§ PASSAGE SHOWN:

▼▼▼

# "Soon" jazz trio



## Rob

shameless self promotion... my trio album is on YT at an acceptable audio quality, besides being on major digital platforms


----------



## lux

So nice Roberto! Also love the sound. May I ask where it has been recorded?


----------



## Rob

[SIZE=3,5]


lux said:


> So nice Roberto! Also love the sound. May I ask where it has been recorded?


thanks a lot Luca, we recorded it live, in concert seating position, at the auditorium "Cavalli", 25 X 12m. Yamaha 9' CF III Grand, mobile studio, nice set of mikes, no headphones... best option for jazz I believe[/SIZE]


----------



## lux

lovely, thanks Roberto


----------



## Ifness

Listened to a few of the tracks. Excellent playing all round. Great work!


----------



## Rob

Ifness said:


> Listened to a few of the tracks. Excellent playing all round. Great work!


Thanks Ifness!


----------



## Ashermusic

I will be buying this.


----------



## Rob

Ashermusic said:


> I will be buying this.


That's very nice of you Jay... thank you


----------



## Ashermusic

Rob said:


> That's very nice of you Jay... thank you



Nonsense I will do so because it is good music.


----------



## CGR

Just listening to 'Eight Tears Ago' now as I check emails etc. Outstanding composition, playing and recording quality Rob. Congratulations on the album. Will it be available to purchase in an uncompressed format?


----------



## Ashermusic

CGR said:


> Just listening to 'Eight Tears Ago' now as I check emails etc. Outstanding composition, playing and recording quality Rob. Congratulations on the album. Will it be available to purchase in an uncompressed format?




Yes, I am only seeing mp3s.


----------



## Rob

CGR said:


> Just listening to 'Eight Tears Ago' now as I check emails etc. Outstanding composition, playing and recording quality Rob. Congratulations on the album. Will it be available to purchase in an uncompressed format?

▲▲▲

§ TASK LIST:
(1) In the jazz trio thread, what piano was used for the live recording of the album?
(2) Write the next part of the jazz trio thread, starting right after the last quoted post.

§ DATASET ROWS:
▼▼▼

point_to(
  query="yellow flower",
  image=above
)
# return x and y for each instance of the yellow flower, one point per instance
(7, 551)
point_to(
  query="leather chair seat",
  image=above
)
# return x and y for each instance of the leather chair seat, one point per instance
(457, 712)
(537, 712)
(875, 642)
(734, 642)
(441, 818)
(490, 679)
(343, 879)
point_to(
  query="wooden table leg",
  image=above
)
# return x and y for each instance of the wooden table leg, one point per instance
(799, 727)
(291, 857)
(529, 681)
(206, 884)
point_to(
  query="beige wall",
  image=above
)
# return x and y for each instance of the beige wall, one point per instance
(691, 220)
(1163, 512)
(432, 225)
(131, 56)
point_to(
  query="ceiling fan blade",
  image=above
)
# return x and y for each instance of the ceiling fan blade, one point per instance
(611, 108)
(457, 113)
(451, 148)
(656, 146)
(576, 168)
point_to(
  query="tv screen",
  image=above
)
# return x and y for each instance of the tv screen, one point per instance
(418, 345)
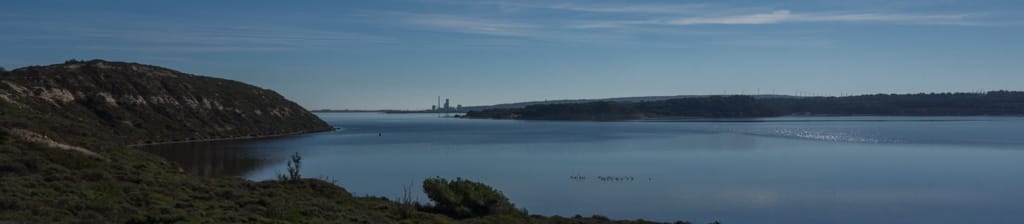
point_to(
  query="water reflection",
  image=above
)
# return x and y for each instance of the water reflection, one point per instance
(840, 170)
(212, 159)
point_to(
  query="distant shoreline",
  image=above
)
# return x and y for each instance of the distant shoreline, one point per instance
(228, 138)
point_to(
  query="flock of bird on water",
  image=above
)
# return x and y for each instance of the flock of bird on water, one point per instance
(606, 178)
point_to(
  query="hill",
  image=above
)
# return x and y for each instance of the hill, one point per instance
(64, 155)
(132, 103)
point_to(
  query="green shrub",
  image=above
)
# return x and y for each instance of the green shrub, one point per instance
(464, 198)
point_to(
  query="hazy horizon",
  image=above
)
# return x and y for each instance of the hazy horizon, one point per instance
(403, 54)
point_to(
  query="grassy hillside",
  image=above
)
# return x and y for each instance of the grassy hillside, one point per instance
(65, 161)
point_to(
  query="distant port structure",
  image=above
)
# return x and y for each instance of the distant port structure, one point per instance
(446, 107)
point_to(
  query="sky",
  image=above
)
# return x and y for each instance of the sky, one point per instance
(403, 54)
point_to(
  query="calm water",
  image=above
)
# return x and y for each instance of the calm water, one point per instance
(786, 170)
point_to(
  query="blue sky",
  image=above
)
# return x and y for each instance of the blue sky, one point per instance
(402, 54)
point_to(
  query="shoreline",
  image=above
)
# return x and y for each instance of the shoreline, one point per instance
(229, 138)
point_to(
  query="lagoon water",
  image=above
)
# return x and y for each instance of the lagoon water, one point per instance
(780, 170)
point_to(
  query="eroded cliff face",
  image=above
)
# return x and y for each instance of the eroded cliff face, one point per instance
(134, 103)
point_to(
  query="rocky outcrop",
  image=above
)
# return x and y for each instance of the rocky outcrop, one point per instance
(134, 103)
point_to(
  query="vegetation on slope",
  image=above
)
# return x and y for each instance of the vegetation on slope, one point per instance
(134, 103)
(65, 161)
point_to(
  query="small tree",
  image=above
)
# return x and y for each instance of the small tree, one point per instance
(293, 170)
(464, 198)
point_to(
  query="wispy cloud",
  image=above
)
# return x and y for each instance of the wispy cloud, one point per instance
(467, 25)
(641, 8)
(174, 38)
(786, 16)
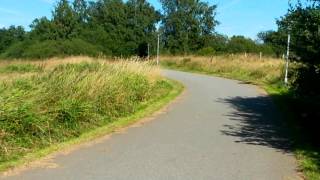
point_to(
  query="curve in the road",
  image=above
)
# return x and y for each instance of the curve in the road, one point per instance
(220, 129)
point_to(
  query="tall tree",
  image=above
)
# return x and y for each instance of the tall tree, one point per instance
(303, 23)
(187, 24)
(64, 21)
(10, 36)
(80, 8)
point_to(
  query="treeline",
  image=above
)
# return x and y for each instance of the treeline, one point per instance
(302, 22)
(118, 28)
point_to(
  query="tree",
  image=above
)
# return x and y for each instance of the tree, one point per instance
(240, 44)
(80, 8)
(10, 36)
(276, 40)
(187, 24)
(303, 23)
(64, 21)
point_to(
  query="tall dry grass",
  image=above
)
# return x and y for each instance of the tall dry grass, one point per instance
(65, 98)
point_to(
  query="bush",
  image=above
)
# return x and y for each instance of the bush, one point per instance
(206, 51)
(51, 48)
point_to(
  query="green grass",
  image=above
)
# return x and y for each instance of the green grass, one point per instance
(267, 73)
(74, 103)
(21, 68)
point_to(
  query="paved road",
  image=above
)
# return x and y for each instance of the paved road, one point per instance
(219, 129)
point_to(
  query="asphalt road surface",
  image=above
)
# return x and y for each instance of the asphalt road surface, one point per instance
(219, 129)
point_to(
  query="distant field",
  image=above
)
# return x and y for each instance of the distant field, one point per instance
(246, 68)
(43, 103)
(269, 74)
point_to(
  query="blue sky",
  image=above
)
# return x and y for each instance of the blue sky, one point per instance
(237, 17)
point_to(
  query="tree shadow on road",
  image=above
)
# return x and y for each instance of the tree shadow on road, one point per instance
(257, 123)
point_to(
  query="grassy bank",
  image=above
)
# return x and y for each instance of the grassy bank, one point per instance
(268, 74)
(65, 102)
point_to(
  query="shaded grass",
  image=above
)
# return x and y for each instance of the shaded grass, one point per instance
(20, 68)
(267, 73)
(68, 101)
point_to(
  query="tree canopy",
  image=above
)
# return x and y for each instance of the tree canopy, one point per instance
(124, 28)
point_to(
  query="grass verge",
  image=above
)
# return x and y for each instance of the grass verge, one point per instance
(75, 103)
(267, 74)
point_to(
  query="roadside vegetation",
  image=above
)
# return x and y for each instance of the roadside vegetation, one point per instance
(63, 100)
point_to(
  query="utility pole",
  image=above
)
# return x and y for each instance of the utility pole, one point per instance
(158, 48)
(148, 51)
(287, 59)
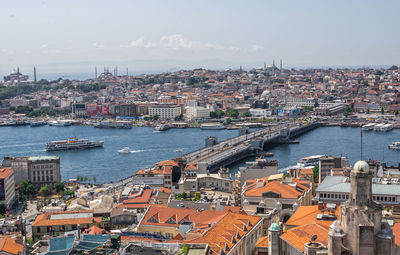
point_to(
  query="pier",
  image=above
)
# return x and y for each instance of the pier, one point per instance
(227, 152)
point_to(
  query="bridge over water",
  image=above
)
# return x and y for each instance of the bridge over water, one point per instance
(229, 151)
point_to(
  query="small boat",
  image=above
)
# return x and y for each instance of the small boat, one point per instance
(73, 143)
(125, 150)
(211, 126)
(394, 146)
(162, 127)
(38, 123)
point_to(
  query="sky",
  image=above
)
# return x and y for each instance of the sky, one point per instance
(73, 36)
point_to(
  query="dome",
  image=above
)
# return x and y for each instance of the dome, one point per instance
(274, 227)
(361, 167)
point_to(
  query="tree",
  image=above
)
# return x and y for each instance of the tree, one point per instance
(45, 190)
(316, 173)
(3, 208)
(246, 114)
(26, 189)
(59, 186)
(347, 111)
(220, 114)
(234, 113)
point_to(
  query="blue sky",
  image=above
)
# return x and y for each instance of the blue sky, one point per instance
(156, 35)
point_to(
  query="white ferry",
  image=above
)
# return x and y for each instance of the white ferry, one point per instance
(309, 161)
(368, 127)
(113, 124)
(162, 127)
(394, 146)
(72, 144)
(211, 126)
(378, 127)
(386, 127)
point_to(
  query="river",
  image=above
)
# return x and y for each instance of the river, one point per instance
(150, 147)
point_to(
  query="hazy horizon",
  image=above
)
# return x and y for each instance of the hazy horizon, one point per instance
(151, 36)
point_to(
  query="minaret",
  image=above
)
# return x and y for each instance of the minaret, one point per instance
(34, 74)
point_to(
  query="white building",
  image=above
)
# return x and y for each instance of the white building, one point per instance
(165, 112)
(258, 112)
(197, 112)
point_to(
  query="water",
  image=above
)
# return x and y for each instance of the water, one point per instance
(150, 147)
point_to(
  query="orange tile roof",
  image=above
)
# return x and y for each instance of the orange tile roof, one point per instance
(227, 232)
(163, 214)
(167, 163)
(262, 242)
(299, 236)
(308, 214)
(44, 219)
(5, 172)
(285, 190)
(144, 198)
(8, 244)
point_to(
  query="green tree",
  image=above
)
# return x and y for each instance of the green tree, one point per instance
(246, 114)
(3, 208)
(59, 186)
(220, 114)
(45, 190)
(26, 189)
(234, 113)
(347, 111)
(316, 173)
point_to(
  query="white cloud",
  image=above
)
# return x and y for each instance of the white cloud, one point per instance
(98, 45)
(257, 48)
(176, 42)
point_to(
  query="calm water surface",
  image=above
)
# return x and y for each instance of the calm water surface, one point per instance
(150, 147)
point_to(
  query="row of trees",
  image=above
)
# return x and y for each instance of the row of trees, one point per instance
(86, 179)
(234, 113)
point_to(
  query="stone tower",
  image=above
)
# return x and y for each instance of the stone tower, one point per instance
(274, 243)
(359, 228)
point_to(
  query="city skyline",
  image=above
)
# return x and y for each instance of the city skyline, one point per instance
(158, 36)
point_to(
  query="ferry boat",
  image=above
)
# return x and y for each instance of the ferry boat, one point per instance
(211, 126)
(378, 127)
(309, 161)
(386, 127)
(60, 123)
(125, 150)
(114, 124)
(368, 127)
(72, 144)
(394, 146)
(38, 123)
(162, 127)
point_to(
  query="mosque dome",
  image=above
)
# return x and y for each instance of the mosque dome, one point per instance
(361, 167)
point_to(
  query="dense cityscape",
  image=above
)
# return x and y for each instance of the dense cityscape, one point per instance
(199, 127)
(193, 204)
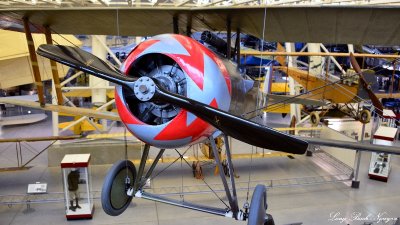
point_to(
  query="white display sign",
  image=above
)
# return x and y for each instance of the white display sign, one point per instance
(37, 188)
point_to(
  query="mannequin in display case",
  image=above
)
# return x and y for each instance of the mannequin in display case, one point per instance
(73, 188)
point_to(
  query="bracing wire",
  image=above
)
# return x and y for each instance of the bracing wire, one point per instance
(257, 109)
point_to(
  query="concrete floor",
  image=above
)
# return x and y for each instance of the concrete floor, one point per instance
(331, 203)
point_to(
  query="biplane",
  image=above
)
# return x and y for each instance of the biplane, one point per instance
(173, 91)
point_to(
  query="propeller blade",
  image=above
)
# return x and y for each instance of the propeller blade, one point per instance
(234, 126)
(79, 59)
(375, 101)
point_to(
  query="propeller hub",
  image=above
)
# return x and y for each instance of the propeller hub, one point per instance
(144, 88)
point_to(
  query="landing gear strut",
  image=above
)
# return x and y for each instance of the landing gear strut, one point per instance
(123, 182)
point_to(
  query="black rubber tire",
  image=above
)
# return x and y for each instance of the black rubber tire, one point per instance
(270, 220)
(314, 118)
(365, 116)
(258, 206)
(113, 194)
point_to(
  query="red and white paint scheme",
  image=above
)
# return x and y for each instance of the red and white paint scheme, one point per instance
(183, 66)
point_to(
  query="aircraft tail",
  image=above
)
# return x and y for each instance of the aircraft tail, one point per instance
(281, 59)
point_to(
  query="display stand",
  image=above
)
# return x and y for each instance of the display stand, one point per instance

▲▲▲

§ ANSWERS PER TASK:
(1) A Yamaha 9' CF III Grand.

(2)
Thanks a lot CGR, I think there must be ways to download flac, or even wav or aiff, I have to gather some info... and report back


----------



## Rob

Caligola records, the label that released the cd, is offering wav download in their online shop here:
https://www.caligola.it/shop/#!/SOO...g-out-of-nothing»/p/25091679/category=6723005


----------



## Ashermusic

Purchased from Caligola.


----------



## Rob

Ashermusic said:


> Purchased from Caligola.


Thank you Jay! If you find the time, I'd like to have your (private) opinion on the music...


----------



## Ashermusic

Rob said:


> Thank you Jay! If you find the time, I'd like to have your (private) opinion on the music...



Will do, as soon as I finish this project and have time to give it an undivided attention listening.


----------



## Olmo

Ada te dal nulla...


----------



## devonmyles

Lovely stuff, and very well played.


----------



## Rob

devonmyles said:


> Lovely stuff, and very well played.


Thank you very much Devon


----------



## Leon Willett

great playing man! Listening to Dawk's Blues at the moment. Excellent!


----------



## Rob

thanks Leon!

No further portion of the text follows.